Beranda Terhangat Refleksi 20 Tahun Tsunami Aceh, Menyoroti Kesenjangan Mitigasi Tsunami Antara Aceh dan...

Refleksi 20 Tahun Tsunami Aceh, Menyoroti Kesenjangan Mitigasi Tsunami Antara Aceh dan Jepang ?

BERBAGI
Sesi foto bersama dengan pemateri dalam rangka seminar Strengthening Tsunami Mitigation Strategies After 20 Years of the 2004 Aceh Tsunami, yang di adakan di Auditorium TDMRC 07/11/2024.(Rizfa Maghfira [AM]/ DETaK).

Selvi Dianingsih [AM] & Rizfa Maghfirah [AM] | DETaK

Darussalam-Dr. Mifune Yasumichi dari Asian Disaster Reduction Center (ADRC), Jepang, menyoroti perbedaan signifikan dalam mitigasi tsunami antara masyarakat Aceh dua dekade lalu dengan masyarakat Jepang saat tsunami Sendai. Hal ini disampaikan dalam seminar bertajuk Strengthening Tsunami Mitigation Strategies After 20 Years of the 2004 Aceh Tsunami, yang digelar di Auditorium Tsunami and Disaster Mitigation Research Center (TDMRC), Universitas Syiah Kuala (USK), pada Kamis, 7 November 2024.

Dr. Mifune menjelaskan bahwa mitigasi yang dilakukan masyarakat Aceh 20 tahun lalu masih bersifat non-struktural, berbeda jauh dengan kesiapan masyarakat Jepang yang sudah melakukan langkah-langkah mitigasi dan adaptasi sebelum dan sesudah tsunami. Ia menilai kesiapan masyarakat Jepang saat tsunami Sendai sangat terbantu oleh kontribusi aktif dari pemerintah dalam melakukan upaya mitigasi bencana.

“Pengalaman tsunami sendai di Jepang itu, mereka adanya upaya upaya mitigasi dan adaptasi sesaat dan sesudah tsunami yang sudah dipersiapkan oleh pemerintah untuk masyarakat berbanding dengan mitigasi masyarakat aceh pada tsunami 2004 yang masi sangat non struktural,” ujarnya.

Pemateri lain dalam seminar, Dr. Benazir dari Universitas Gadjah Mada, menekankan pentingnya “golden time” untuk evakuasi setelah gempa yang menyebabkan tsunami, yakni sekitar 17-21 menit. Ia menyoroti pentingnya kesiapan masyarakat dan dukungan pemerintah dalam meminimalkan dampak bencana. Salah satu cara yang bisa diadopsi adalah pembangunan gedung-gedung kokoh di sekitar tepi pantai atau penanaman vegetasi seperti mangrove untuk memecah gelombang tsunami, seperti yang telah dilakukan di Jepang.

** TUJUAN TUGAS A **
Menurut teks tentang seminar mitigasi tsunami, berapa lama "golden time" untuk evakuasi setelah gempa yang menyebabkan tsunami?
** TUJUAN TUGAS B **
Tuliskan kembali bagian teks tentang seminar mitigasi tsunami yang dibuka dengan kata-kata yang memuat "Pemateri lain dalam" dan ditutup dengan "dilakukan di Jepang.". Ubah sebutan "mangrove" menjadi "bakau".
Entri yang menyusul tidak berperan apa pun dalam hal ini.

** DATA HASIL EKSTRAKSI **

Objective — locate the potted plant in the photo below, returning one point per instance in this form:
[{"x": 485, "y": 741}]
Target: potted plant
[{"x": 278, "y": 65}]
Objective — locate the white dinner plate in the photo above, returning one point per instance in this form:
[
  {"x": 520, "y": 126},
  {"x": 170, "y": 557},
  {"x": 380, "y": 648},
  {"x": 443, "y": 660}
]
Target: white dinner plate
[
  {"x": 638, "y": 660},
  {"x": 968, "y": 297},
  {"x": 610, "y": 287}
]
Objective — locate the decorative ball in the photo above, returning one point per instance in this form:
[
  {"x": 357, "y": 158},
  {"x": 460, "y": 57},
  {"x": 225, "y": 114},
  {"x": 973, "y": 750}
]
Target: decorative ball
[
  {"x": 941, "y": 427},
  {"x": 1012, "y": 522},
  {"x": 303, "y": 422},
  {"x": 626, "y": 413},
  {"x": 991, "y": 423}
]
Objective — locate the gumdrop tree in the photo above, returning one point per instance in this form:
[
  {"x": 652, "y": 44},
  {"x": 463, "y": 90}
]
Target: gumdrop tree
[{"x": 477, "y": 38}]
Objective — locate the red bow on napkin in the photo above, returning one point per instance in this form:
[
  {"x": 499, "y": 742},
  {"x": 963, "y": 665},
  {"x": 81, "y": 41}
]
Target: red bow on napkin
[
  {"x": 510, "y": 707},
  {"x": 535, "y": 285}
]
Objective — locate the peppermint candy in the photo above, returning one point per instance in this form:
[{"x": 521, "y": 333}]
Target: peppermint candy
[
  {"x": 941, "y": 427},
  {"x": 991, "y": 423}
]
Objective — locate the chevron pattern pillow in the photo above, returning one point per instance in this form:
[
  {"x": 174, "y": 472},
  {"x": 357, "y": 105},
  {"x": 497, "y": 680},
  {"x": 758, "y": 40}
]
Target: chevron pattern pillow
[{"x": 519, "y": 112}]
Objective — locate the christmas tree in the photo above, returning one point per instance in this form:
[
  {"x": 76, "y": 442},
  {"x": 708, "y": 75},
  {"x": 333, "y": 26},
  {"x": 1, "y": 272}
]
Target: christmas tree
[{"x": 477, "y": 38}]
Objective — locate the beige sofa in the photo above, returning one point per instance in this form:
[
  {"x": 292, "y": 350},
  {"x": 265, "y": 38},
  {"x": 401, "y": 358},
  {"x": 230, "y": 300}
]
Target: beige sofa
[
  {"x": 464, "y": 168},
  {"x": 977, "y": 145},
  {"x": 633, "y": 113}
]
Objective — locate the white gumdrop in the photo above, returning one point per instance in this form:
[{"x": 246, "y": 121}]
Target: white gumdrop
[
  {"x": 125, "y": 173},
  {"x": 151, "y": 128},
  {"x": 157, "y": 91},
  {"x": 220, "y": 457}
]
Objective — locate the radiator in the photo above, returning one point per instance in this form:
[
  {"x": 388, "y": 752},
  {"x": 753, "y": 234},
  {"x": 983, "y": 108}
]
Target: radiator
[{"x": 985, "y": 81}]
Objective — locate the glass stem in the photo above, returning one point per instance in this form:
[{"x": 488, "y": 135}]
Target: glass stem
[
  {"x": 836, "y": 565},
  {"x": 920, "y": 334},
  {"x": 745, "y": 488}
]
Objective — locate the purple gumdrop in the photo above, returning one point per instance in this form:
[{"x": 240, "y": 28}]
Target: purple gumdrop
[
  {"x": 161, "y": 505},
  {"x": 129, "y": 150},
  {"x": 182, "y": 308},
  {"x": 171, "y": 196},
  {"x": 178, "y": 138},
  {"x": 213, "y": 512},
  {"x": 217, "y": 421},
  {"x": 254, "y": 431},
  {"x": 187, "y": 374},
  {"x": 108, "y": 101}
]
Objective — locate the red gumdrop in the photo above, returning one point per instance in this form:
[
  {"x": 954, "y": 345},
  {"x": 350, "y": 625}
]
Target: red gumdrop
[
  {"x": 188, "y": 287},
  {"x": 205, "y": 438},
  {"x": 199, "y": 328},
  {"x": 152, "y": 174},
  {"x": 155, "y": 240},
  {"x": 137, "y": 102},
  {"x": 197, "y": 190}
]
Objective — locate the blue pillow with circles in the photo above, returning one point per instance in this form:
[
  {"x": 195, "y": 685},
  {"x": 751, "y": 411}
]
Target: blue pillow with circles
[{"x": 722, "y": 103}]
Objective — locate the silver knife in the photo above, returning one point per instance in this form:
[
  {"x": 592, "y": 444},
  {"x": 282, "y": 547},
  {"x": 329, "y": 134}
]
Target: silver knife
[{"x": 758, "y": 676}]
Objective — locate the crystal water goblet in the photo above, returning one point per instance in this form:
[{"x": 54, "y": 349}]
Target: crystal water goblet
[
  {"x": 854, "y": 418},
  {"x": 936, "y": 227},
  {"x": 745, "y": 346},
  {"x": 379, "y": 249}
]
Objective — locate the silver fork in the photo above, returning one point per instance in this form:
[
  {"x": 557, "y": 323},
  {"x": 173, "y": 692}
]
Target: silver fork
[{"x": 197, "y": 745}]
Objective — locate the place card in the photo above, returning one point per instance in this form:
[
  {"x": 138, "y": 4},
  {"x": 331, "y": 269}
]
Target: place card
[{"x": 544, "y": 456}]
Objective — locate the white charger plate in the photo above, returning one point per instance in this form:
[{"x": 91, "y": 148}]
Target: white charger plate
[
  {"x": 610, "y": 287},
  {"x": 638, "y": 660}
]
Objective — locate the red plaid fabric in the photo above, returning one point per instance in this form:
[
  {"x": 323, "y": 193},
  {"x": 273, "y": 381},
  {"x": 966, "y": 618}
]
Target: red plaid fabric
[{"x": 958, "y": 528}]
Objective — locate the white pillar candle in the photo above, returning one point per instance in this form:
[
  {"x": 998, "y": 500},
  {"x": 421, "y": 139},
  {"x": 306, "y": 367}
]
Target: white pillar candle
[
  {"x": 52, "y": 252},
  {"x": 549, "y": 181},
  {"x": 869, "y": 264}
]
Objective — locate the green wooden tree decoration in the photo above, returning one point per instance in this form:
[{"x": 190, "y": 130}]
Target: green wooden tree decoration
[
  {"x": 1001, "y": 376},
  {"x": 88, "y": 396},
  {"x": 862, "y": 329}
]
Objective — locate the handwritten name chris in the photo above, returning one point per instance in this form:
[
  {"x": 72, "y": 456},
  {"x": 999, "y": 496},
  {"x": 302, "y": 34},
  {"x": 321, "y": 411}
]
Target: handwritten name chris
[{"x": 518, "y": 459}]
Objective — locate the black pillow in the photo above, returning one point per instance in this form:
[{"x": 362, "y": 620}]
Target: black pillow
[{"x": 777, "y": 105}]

** JAWABAN TERTULIS A **
Sekitar 17-21 menit.

** JAWABAN TERTULIS B **
Pemateri lain dalam seminar, Dr. Benazir dari Universitas Gadjah Mada, menekankan pentingnya “golden time” untuk evakuasi setelah gempa yang menyebabkan tsunami, yakni sekitar 17-21 menit. Ia menyoroti pentingnya kesiapan masyarakat dan dukungan pemerintah dalam meminimalkan dampak bencana. Salah satu cara yang bisa diadopsi adalah pembangunan gedung-gedung kokoh di sekitar tepi pantai atau penanaman vegetasi seperti bakau untuk memecah gelombang tsunami, seperti yang telah dilakukan di Jepang.